Transcribe all of the records precisely as they are presented.

──────────────────────────────

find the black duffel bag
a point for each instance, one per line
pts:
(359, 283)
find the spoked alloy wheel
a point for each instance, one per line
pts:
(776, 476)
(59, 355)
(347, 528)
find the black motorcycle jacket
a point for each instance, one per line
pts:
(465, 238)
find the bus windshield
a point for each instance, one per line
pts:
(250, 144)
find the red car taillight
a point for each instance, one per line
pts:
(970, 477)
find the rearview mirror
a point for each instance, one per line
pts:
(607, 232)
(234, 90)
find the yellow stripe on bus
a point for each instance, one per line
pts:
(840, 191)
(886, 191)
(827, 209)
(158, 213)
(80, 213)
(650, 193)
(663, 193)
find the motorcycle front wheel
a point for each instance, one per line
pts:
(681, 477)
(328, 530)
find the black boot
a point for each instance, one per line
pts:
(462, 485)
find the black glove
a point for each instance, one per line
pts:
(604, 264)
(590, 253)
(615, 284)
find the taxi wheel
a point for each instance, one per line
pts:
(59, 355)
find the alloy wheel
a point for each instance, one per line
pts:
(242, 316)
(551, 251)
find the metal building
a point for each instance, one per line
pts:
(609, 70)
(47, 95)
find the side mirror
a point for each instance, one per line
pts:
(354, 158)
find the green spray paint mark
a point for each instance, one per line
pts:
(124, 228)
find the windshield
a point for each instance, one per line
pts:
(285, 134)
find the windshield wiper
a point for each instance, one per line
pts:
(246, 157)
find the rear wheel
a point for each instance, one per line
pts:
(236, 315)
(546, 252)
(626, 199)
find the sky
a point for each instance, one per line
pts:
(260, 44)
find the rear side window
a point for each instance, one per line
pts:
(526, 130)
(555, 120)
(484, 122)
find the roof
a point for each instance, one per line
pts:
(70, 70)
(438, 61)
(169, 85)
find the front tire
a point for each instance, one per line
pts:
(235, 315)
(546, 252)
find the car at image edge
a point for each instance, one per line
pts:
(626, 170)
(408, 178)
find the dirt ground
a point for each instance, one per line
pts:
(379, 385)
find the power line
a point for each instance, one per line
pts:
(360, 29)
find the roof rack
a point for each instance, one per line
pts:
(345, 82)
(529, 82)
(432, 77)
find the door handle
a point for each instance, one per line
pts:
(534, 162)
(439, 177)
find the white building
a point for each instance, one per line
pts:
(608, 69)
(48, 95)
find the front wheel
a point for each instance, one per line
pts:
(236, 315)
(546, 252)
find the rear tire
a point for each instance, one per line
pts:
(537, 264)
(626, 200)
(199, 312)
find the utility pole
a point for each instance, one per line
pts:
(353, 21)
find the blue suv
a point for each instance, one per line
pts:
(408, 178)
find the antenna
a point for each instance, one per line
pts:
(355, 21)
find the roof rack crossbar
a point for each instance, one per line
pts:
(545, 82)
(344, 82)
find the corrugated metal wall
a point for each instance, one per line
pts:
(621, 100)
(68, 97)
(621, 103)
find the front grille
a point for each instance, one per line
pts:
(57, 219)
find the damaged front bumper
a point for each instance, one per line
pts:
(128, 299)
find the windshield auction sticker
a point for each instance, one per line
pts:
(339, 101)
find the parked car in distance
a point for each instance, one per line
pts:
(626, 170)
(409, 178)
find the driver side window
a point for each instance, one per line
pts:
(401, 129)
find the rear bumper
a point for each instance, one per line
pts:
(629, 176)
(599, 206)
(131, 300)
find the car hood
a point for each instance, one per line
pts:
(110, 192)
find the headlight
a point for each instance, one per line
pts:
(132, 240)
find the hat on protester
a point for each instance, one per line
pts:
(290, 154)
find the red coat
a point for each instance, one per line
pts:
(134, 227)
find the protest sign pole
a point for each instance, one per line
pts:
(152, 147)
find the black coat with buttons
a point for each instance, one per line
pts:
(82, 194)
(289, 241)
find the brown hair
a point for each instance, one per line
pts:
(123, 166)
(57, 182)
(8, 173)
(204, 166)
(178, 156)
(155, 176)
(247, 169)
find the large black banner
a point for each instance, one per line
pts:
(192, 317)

──────────────────────────────

### REPLY
find the black duffel bag
a point for each instance, one per line
pts:
(359, 283)
find the spoked alloy wheel
a point for each instance, one per line
pts:
(776, 476)
(59, 355)
(347, 528)
find the black motorcycle jacket
a point for each instance, one per line
pts:
(465, 238)
find the bus windshield
a point for each instance, one per line
pts:
(250, 144)
find the red car taillight
a point for each instance, one per line
pts:
(970, 477)
find the rearview mirror
a point for each instance, one per line
pts:
(607, 232)
(234, 90)
find the yellow stripe on bus
a point for each instance, one per line
pts:
(840, 191)
(886, 191)
(827, 209)
(158, 213)
(80, 213)
(650, 193)
(663, 193)
find the motorcycle front wheel
a point for each instance, one per line
pts:
(681, 477)
(328, 530)
find the black boot
a point for each instance, one per line
pts:
(462, 485)
find the black glove
a point for each instance, one per line
pts:
(604, 264)
(590, 253)
(615, 284)
find the taxi wheel
a point for each instance, one per line
pts:
(59, 355)
find the alloy wheel
a point for each instance, one per line
pts:
(242, 316)
(551, 251)
find the metal building
a point for each instance, one per line
pts:
(609, 70)
(47, 95)
find the side mirror
a point for each instance, one per line
pts:
(354, 158)
find the green spray paint mark
a point for each instance, one per line
pts:
(124, 228)
find the windshield
a point for each instance, one per line
pts:
(285, 134)
find the windshield wiper
a point for each instance, one per line
pts:
(246, 157)
find the rear wheel
a point for each instance, one per line
pts:
(236, 315)
(546, 252)
(626, 199)
find the sky
a point for each instance, one per line
pts:
(260, 44)
find the rear side window
a point for each instance, one per line
pts:
(526, 130)
(555, 120)
(484, 122)
find the roof
a point for each instance, one per line
pts:
(70, 70)
(438, 61)
(169, 85)
find the front tire
a point for each instance, one per line
pts:
(235, 315)
(546, 252)
find the car at image edge
a point for each instance, one per line
pts:
(626, 170)
(408, 178)
find the dirt ground
a point for each instance, one per line
pts:
(379, 385)
find the power line
a point for each instance, one per line
pts:
(360, 29)
find the roof rack
a point for each instance, one per line
pts:
(345, 82)
(529, 82)
(432, 77)
find the door handle
a point for each instance, one per line
pts:
(534, 162)
(439, 177)
find the white building
a point for each instance, one per line
pts:
(608, 69)
(48, 95)
find the front wheel
a point for each instance, one per line
pts:
(236, 315)
(546, 252)
find the rear tire
a point for each instance, one per line
pts:
(537, 264)
(626, 200)
(199, 312)
find the utility pole
a point for each instance, one per line
pts:
(353, 21)
find the blue suv
a point for each instance, one per line
pts:
(408, 178)
find the antenna
a point for each instance, one per line
pts:
(355, 21)
find the roof rack crossbar
a point for each instance, one per line
pts:
(545, 82)
(344, 82)
find the corrugated metal wall
a point for each instance, one per line
pts:
(621, 100)
(68, 97)
(621, 103)
find the front grille
a point for each instance, one per line
pts:
(57, 219)
find the damaged front bumper
a point for each instance, one per line
pts:
(128, 299)
find the windshield auction sticker
a point for each instance, one per line
pts:
(339, 101)
find the parked car in distance
a point for each instance, one per line
pts:
(626, 170)
(409, 178)
find the driver side window
a point for each instance, one per line
pts:
(401, 129)
find the rear bumper
a point for each instance, one per line
pts:
(629, 176)
(599, 206)
(131, 300)
find the car hood
a point for each instance, one per line
pts:
(110, 192)
find the headlight
a point for each instance, one per line
pts:
(132, 240)
find the hat on protester
a point for each instance, one per line
pts:
(290, 154)
find the red coat
a point for each instance, one per line
pts:
(134, 227)
find the protest sign pole
a point for each instance, one per line
pts:
(152, 147)
find the black coat with buttons
a point for each instance, one per line
pts:
(82, 194)
(289, 241)
find the brown hair
a point for each instance, one per line
pts:
(123, 166)
(57, 182)
(8, 173)
(204, 166)
(178, 156)
(155, 176)
(247, 169)
find the large black banner
a point for each instance, one per line
pts:
(192, 317)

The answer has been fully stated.